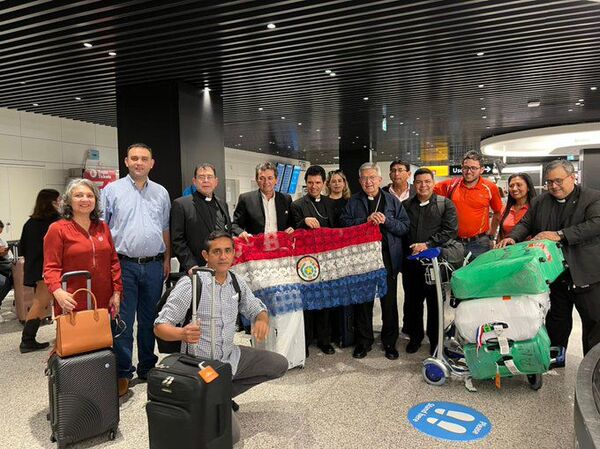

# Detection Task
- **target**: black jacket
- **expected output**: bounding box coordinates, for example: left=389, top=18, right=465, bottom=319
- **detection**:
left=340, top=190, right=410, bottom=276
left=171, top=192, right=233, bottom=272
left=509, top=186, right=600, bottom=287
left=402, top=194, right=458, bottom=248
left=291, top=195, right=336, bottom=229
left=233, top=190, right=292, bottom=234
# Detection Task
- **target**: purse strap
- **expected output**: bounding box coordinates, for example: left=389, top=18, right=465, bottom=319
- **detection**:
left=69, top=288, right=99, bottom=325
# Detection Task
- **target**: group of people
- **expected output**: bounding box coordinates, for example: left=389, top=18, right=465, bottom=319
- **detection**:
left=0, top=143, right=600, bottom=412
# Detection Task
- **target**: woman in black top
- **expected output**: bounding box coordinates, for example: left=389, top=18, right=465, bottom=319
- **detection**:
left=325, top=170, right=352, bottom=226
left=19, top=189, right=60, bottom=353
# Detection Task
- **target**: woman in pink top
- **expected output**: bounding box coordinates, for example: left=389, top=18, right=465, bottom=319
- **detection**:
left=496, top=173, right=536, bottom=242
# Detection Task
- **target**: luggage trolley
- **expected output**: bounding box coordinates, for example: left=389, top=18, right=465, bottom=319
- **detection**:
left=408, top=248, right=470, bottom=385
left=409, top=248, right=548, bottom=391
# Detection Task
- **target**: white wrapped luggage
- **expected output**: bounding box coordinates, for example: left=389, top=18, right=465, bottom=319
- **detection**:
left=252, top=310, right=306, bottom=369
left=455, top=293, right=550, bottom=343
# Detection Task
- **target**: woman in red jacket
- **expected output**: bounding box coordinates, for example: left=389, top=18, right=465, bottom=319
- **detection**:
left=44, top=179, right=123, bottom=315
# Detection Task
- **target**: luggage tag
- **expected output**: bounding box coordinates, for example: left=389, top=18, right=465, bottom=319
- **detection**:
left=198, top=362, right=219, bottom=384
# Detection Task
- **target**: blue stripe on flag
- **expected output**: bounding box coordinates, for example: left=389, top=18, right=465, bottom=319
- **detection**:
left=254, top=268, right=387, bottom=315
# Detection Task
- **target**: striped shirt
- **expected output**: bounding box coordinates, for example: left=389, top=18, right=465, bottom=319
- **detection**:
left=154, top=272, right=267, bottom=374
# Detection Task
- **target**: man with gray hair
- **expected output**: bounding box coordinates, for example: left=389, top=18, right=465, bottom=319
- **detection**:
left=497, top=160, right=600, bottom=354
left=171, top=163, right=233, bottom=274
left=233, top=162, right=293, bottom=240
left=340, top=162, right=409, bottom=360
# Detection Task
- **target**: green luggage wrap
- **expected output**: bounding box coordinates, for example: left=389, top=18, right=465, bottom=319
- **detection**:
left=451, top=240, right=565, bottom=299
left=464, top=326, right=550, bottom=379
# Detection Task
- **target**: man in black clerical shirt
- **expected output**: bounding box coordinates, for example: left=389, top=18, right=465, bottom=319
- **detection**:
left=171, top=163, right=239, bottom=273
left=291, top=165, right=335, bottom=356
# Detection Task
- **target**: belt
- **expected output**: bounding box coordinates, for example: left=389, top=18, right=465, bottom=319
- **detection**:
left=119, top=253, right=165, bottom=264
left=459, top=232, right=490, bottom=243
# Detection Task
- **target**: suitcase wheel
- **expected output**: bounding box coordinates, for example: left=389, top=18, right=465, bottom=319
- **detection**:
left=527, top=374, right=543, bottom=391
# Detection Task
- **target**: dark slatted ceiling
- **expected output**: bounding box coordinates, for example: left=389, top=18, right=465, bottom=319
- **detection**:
--------------------------------------------------
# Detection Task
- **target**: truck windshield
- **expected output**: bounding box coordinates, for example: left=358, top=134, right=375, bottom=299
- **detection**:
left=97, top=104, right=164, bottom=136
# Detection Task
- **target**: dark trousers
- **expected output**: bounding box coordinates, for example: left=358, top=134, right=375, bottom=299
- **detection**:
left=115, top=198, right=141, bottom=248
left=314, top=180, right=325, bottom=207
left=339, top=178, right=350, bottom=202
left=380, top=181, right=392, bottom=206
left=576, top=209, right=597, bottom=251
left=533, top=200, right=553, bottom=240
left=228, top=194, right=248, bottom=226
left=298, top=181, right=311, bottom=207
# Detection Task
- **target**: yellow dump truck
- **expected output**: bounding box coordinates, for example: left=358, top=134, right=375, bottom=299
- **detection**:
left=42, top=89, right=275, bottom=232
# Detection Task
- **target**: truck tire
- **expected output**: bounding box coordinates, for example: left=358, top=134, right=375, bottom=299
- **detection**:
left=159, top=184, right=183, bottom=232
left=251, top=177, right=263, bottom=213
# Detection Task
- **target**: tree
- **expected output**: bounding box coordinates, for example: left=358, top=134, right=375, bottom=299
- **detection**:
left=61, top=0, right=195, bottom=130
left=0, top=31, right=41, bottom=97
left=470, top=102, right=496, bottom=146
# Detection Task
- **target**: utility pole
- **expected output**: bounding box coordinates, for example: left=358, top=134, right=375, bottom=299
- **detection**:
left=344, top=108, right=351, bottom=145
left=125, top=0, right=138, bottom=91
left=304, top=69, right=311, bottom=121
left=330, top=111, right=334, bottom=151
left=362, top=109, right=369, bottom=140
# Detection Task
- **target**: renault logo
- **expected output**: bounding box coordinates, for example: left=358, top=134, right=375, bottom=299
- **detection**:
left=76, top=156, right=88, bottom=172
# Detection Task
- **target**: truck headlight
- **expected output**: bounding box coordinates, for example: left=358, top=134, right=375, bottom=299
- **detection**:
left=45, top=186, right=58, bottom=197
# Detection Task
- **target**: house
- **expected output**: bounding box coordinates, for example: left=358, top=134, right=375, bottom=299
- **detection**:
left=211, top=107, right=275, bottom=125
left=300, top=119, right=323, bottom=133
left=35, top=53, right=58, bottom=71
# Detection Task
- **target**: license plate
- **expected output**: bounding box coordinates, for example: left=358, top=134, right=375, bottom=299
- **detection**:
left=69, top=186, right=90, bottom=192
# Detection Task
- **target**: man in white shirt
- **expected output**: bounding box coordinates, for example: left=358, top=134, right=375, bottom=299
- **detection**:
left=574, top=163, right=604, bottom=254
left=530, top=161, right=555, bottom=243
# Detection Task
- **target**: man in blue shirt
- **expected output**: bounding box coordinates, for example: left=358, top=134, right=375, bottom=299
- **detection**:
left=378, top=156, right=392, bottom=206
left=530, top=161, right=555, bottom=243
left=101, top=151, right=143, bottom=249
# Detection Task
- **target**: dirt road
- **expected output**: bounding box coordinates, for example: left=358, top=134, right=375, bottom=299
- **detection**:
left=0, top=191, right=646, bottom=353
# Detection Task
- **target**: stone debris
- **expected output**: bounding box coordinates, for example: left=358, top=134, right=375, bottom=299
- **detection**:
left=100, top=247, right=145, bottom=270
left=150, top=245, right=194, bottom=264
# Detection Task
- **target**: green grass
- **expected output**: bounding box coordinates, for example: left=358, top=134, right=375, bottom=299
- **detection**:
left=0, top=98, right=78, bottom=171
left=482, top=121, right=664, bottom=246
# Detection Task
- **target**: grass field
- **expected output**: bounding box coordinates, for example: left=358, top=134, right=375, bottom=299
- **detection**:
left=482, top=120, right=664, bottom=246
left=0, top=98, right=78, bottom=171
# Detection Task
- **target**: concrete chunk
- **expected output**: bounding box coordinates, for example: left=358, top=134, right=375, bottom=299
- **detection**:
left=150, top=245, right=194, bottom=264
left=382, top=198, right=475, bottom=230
--------------------------------------------------
Relevez, s'il vous plaît, chaque ligne des enregistrements ci-dessus qui contient le mot "shirt". Tenez compte des majuscules et des minuscules.

- **target**: striped shirt
- **target**: man in black clerical shirt
- **target**: man in white shirt
- **target**: man in blue shirt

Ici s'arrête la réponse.